» **QUESTIONS TO ANSWER**:
**1.** In the text on assistance animals, how long does service training for assistance dogs take?
**2.** Write the next part of the text on assistance animals, continuing after its final sentence.

» **TEXT PROVIDED**:
What is an assistance animal?
Assistance animals, usually dogs, are not pets. They are highly trained to support you with your day-to-day activities out and about or at home.
They are mainly used by people that are visually impaired, hearing impaired, have physical disabilities, or are significantly affected by conditions such as autism, epilepsy, or diabetes.
The assistant dogs have to do basic training like a pet dog would before completing their service training.
Assistance dogs take between six months and two years to service train before they can be used for certain tasks to support you.
A task trained assistance dog is an ‘auxiliary aid,’ so classed as medical equipment and not a dog. They are often identified by wearing a jacket, a harness, or a brightly coloured collar and lead. By law, an assistance dog cannot be denied entry to a public place even if it is not a pet friendly place. This includes restaurants, accommodation, schools, taxis and many more!
What are assistance dogs often used for?
Depending on the type of assistance required they may support physical needs such as:
- Turning on lights,
- Opening and closing doors,
- Loading or emptying washing machines,
- Picking up things. Such as: phone or clothes,
- Pushing buttons,
- Alerting to dangers like smoke alarms
- Navigating busy places
They may also help with medical support needs such as:
- detect changes in blood sugar levels and other hormone-related odour changes, seizures, or anxiety.
- warn you, get help and fetch any vital medical supplies.
You can find out more about service animals for different types of needs by going to Assistance Dogs UK.
See different assistance animals in action in the CBeebies television show Dog Squad.
Emotional support animals
Emotional support animals can provide comfort to someone struggling to cope with the negative symptoms of their disability.
Emotional support animals do not need any specific task-training like an assistance animal because they are just a loyal companion. The bond with their owner and their presence helps alleviates the emotional symptoms associated the disability. They may for example boost confidence and reduce loneliness.

[Dataset entries]
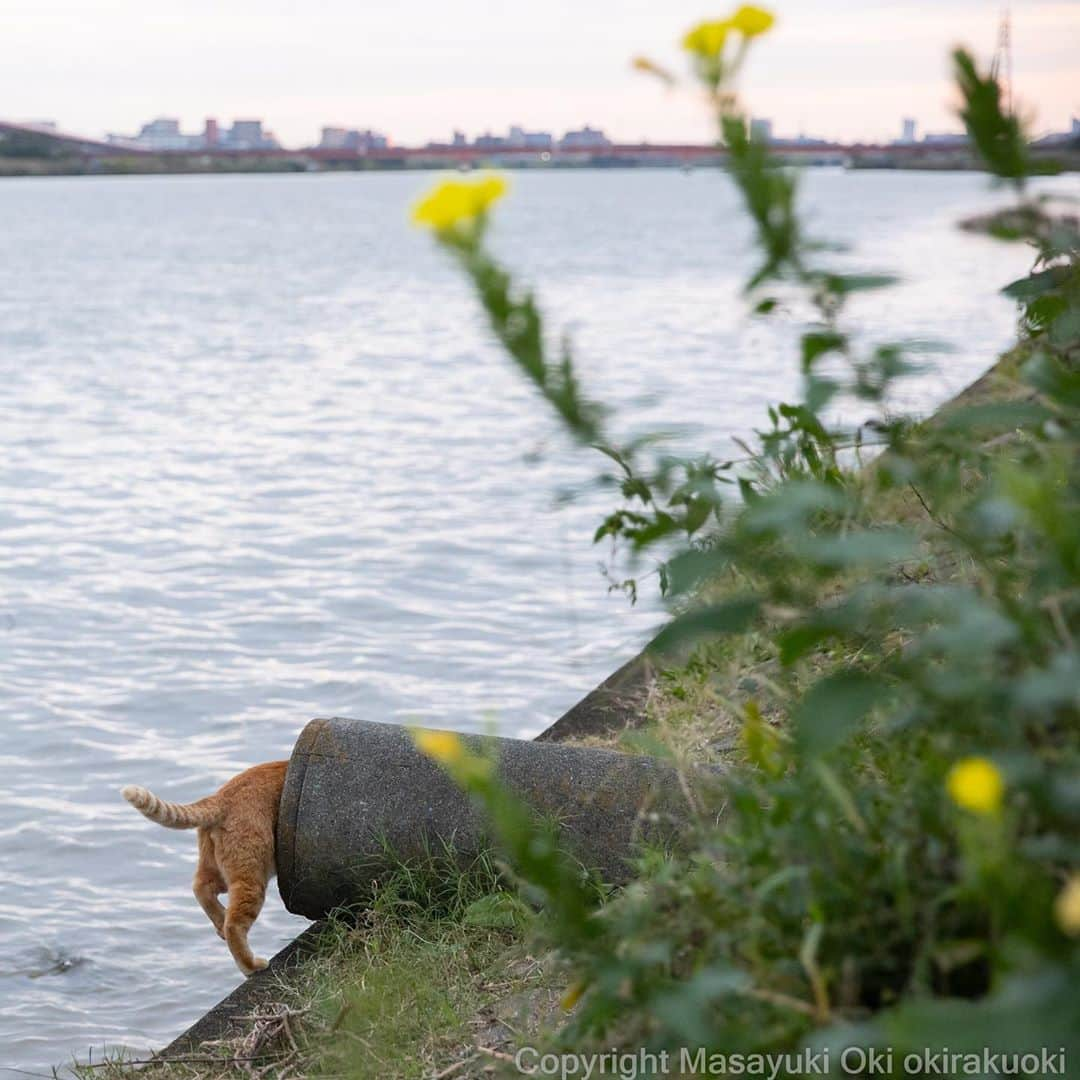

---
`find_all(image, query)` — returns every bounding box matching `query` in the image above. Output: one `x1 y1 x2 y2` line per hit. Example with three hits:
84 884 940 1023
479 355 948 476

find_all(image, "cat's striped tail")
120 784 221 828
---
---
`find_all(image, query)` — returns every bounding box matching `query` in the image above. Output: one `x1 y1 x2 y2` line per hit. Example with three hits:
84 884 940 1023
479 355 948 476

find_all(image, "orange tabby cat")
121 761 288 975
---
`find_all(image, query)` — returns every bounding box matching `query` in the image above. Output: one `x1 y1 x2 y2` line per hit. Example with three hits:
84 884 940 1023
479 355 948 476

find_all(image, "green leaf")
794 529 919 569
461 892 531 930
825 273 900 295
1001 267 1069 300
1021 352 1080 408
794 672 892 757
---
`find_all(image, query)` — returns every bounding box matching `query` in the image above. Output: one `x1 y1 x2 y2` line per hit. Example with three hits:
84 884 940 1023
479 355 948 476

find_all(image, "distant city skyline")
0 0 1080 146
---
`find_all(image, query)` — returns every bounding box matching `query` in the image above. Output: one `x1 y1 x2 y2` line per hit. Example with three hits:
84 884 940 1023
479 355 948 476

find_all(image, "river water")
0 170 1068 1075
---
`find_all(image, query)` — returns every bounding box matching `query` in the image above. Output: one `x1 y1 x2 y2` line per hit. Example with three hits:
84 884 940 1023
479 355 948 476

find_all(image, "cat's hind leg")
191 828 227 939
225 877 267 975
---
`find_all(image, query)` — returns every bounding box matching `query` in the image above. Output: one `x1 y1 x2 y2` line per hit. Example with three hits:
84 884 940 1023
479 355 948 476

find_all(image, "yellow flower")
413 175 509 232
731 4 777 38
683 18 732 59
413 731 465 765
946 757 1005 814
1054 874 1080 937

» **SOLVED TASKS**:
**1.** Between six months and two years.

**2.**
Cats, or other animals such as birds, ferrets, gerbils, rabbits, snakes, lizards and so on, can also be used as emotional support animals. But you cannot take them out and about with you in the same way as dogs.
Emotional support animals do not have the same legal rights as assistance animals. Health and safety laws take priority over using an emotional support animal when accessing services.
As with all pets, owning an animal is a big responsibility and you need to consider the costs and care required for the lifetime of the animal.
Funding of assistance animals
Assistance animals are not managed or provided by the Local Authority or health service. There are no published NICE clinical guidance supporting the use of assistance dogs. You need to apply directly to a specialist organisation (for example Guide Dogs for the Blind or Medical Detection Dogs). Each has their own eligibility criteria and application process.
Usually, the person the dog is supporting will be responsible for the upkeep of the dog (for example, food, vets’ bills). Dogs may need ‘Working Dog Insurance’ rather than a normal Pet Insurance. This is wider and covers Public Liability Insurance for accessing public places. But you will need to be prepared for the cost of a dog over its lifetime.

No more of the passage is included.